[SOURCE MATERIAL]
########

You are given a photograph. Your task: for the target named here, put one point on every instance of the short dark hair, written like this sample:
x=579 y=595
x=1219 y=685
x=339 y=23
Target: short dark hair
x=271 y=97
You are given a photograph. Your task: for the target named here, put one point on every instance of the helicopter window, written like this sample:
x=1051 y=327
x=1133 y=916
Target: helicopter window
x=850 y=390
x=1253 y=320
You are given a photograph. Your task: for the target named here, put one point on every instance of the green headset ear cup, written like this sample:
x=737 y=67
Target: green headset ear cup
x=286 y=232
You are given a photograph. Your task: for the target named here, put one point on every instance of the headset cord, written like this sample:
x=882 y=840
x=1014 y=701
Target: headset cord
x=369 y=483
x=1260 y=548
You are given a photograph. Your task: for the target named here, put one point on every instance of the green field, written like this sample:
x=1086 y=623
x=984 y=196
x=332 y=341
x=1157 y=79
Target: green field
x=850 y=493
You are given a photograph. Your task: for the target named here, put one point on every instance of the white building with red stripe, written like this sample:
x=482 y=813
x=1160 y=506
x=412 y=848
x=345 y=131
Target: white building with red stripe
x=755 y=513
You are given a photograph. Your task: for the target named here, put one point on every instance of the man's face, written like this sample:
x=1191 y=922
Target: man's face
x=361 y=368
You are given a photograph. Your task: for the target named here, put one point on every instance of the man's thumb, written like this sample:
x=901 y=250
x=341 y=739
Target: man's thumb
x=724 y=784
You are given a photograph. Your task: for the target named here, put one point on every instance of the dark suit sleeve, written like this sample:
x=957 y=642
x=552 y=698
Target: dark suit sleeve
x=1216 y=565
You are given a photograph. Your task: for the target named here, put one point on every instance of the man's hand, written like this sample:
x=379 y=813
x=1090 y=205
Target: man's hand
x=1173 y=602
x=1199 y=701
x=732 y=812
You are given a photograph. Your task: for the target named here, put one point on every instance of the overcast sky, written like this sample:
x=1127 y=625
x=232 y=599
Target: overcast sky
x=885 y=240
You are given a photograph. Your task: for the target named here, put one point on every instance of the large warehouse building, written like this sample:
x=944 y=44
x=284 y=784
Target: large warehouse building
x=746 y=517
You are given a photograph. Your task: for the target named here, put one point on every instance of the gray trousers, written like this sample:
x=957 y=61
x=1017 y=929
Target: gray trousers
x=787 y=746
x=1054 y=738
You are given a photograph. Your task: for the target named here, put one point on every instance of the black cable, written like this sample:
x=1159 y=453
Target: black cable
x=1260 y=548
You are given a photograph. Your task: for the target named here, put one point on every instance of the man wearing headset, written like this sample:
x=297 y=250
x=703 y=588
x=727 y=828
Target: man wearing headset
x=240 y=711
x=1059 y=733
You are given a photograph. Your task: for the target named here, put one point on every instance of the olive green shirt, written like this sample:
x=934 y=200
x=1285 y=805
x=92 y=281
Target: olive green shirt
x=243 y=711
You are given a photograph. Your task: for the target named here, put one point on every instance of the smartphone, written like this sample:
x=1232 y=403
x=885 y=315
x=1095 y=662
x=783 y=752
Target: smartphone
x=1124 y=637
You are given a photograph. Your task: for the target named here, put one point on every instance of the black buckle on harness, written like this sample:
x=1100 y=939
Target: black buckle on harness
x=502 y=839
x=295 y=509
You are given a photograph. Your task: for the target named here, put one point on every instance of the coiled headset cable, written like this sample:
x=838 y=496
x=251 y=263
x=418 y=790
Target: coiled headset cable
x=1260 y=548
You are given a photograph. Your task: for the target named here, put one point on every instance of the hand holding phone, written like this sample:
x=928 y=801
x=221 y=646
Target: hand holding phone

########

[STATED TASK] Could you output every line of the listing above as a JSON list of strings, one string per line, leaving out blank lines?

[SOLUTION FOR THIS PROBLEM]
[
  "You are given a photograph. Your task: for the target named here, put one point on every instance of the short dark hair, written like this sample:",
  "x=579 y=595",
  "x=1219 y=685",
  "x=339 y=23",
  "Target: short dark hair",
  "x=271 y=97",
  "You are given a photograph. Your task: for the target named here, put one point on every instance of the helicopter window, written like this sample:",
  "x=1051 y=327",
  "x=1133 y=916",
  "Target: helicopter window",
  "x=850 y=390",
  "x=1253 y=320",
  "You are given a photograph. Your task: for the target named here, put one point on every instance of the green headset ear cup, written like this sample:",
  "x=737 y=67",
  "Target: green headset ear cup",
  "x=286 y=232",
  "You are given a photograph. Your task: for the target named here, put one point on every instance of the headset cord, written like this sample:",
  "x=882 y=840",
  "x=1014 y=701",
  "Target: headset cord",
  "x=369 y=483",
  "x=1260 y=548",
  "You are given a photograph. Your task: for the target named here, put one point on every instance of the green field, written like this sample:",
  "x=1086 y=623",
  "x=984 y=196",
  "x=332 y=341",
  "x=1157 y=79",
  "Target: green field",
  "x=850 y=493",
  "You are given a photograph. Your task: for the target named here, put one point on every instance of the white building with red stripe, written like this sample:",
  "x=482 y=813",
  "x=1160 y=506",
  "x=412 y=848",
  "x=345 y=131",
  "Target: white building with red stripe",
  "x=755 y=513",
  "You are given a photograph. Your task: for the target named here, put one point on every instance of the man's face, written like this sample:",
  "x=1191 y=922",
  "Target: man's face",
  "x=361 y=368",
  "You are given a photograph. Your task: for the target named here, put one point on every instance of the man's thumb, written like this sample:",
  "x=901 y=250",
  "x=341 y=739",
  "Target: man's thumb",
  "x=724 y=784",
  "You are given a photograph. Your task: for the target named here, put one point on every instance of the dark suit sleeve, written like this sample:",
  "x=957 y=642",
  "x=552 y=698",
  "Target: dark suit sleeve",
  "x=1216 y=565",
  "You are given a photograph. Your task: for the target named here, put one point on every instance of the man's hand, written like this sample:",
  "x=379 y=813",
  "x=1090 y=205",
  "Target: man's hand",
  "x=1173 y=602",
  "x=1199 y=701",
  "x=732 y=812",
  "You are given a photograph. Your task: for the target named here, put one point on every instance of the overcast sky, written like this sample:",
  "x=1127 y=625",
  "x=232 y=599",
  "Target: overcast sky",
  "x=885 y=240",
  "You are given a photograph. Your task: for the target named here, put one point on every instance of the large warehouse building, written like this sample:",
  "x=944 y=44",
  "x=284 y=784",
  "Target: large warehouse building",
  "x=746 y=517",
  "You are given a photograph. Your task: for the target named here, put one point on every instance of the gray trousers, written like this sample:",
  "x=957 y=61",
  "x=1017 y=929",
  "Target: gray trousers",
  "x=787 y=746",
  "x=1054 y=738",
  "You are given a photograph. Your task: for the target named here, put one point on every instance of the black cable, written like this sample:",
  "x=1159 y=453",
  "Target: black cable",
  "x=1260 y=548",
  "You are given a photograph. Your task: for the target named here, put one point on every instance of the man wearing headset, written like this sample:",
  "x=297 y=250",
  "x=703 y=588",
  "x=727 y=828",
  "Target: man wearing headset",
  "x=240 y=711",
  "x=1059 y=733",
  "You are given a photograph. Your task: for the target named here, put one point on every instance of the olive green shirt, written like this sample:",
  "x=934 y=200",
  "x=1285 y=805",
  "x=92 y=281",
  "Target: olive green shirt",
  "x=243 y=711",
  "You are given a photograph. Your task: for the target named here, put one point on every instance of the smartphone, written like this sample:",
  "x=1232 y=403",
  "x=885 y=315",
  "x=1095 y=662",
  "x=783 y=752",
  "Target: smartphone",
  "x=1124 y=637",
  "You are given a photograph. Your task: for the target named here, put one point on every instance of the black buckle on harness, written like this sample:",
  "x=1100 y=939",
  "Target: black buckle on harness",
  "x=502 y=839",
  "x=295 y=509",
  "You are given a photograph. Your task: for the target named here, put one point on every instance of the coiled headset cable, written like this sample:",
  "x=838 y=496",
  "x=251 y=263",
  "x=418 y=790",
  "Target: coiled headset cable",
  "x=1260 y=548",
  "You are given a photograph. Your task: for the target named here, put one point on every instance of the hand holding phone, written like this sample:",
  "x=928 y=801",
  "x=221 y=646",
  "Target: hand holding phone"
]